Records of labeled points:

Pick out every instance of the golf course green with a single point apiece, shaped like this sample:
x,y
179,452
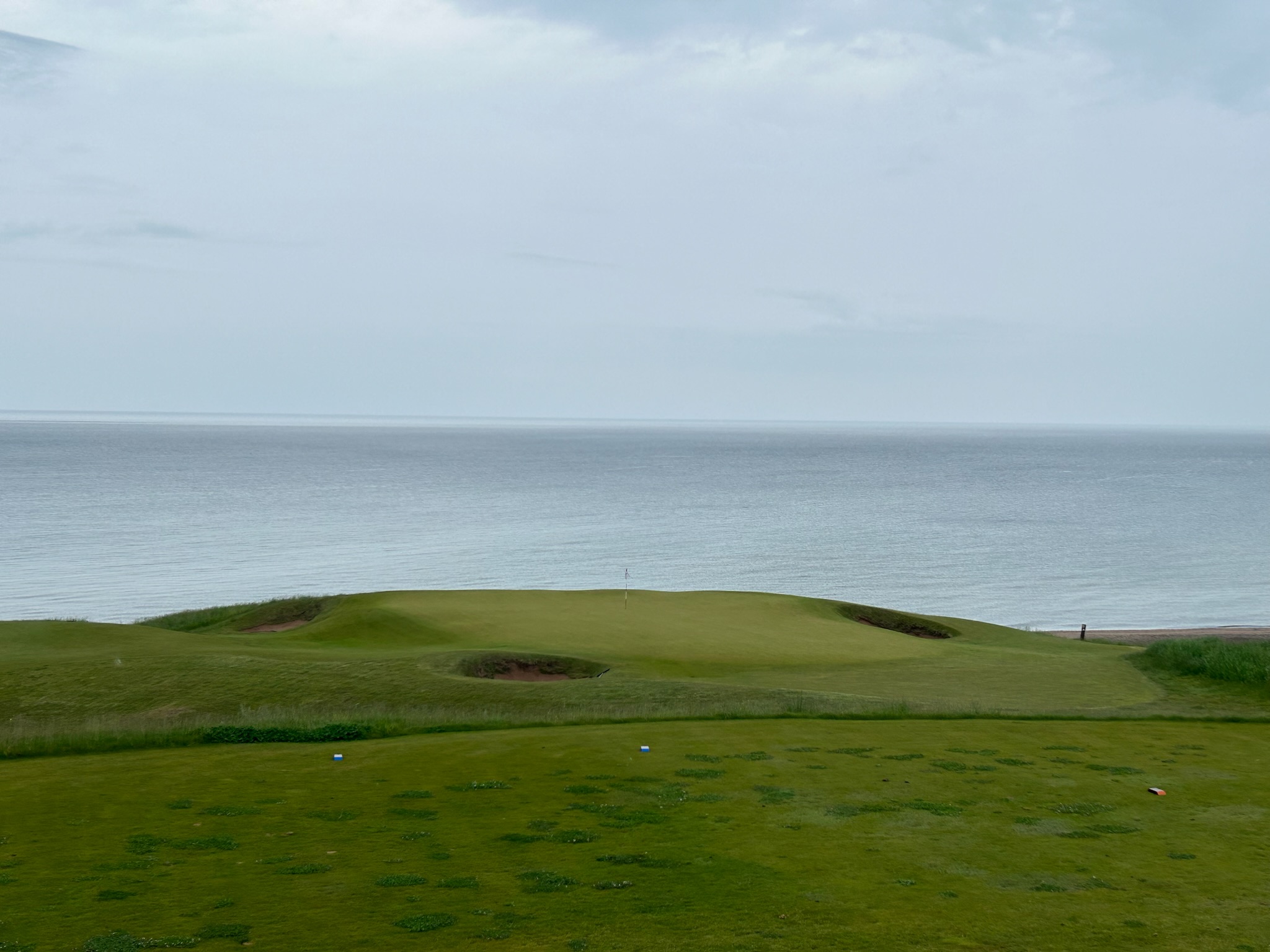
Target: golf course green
x,y
818,775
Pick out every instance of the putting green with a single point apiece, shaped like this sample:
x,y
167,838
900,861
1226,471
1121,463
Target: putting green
x,y
678,653
837,835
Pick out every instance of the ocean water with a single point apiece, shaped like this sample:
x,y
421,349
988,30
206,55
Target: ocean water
x,y
1044,528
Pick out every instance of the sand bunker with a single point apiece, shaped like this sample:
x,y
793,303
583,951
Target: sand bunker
x,y
527,672
900,622
507,667
282,626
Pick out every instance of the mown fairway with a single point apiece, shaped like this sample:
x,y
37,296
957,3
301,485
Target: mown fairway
x,y
668,653
854,835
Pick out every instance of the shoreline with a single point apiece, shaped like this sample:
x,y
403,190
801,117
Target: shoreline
x,y
1146,637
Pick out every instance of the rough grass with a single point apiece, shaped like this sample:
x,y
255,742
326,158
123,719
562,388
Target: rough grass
x,y
1246,663
388,660
843,842
249,615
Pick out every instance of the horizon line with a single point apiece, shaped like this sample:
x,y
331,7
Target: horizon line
x,y
316,419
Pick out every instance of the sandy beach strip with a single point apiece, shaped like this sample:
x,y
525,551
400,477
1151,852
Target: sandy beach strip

> Exercise: Write out all of the records above line for line without any changes, omitting the pictures.

> Correct response:
Pick out every instance of the golf course green with a single point apiece, shaped like this sample:
x,y
179,452
Target: golf course green
x,y
818,775
Pick out every instance of the putting green with a single point apiece, shaped like this sample:
x,y
167,838
900,861
1226,471
1121,463
Target: putting green
x,y
678,653
837,835
Pick out every instance of the ocean water with a single point apiece, shaped like this sample:
x,y
421,349
988,30
206,55
Target: ocean water
x,y
1044,528
Pick out every instance of the sand bunker with a single point apiece, shaped like this sample:
x,y
793,303
583,951
Target: sand bunker
x,y
527,672
900,622
507,667
282,626
Pick out every instance of the mown fairway with a single point apiece, shaped like this sample:
x,y
37,296
957,3
301,485
Target: mown fairway
x,y
668,653
854,835
Pick out every instance of the shoreline with a single point apiece, shaped like this sample:
x,y
403,190
801,117
Target: shoreline
x,y
1146,637
Pick out every instance of the rough grass with a single point apiece, shaped like this sample:
x,y
255,742
326,158
123,719
562,388
Target: rough grass
x,y
1246,663
388,660
843,842
249,615
Pick out every instance of the horizon line with a single point apiece, shaped like this sample:
x,y
331,7
Target: horizon line
x,y
316,419
Pick out every instance of the sandy beach strip with a single point apiece, shaped like this sample:
x,y
525,551
400,477
1151,852
Target: sandy beach strip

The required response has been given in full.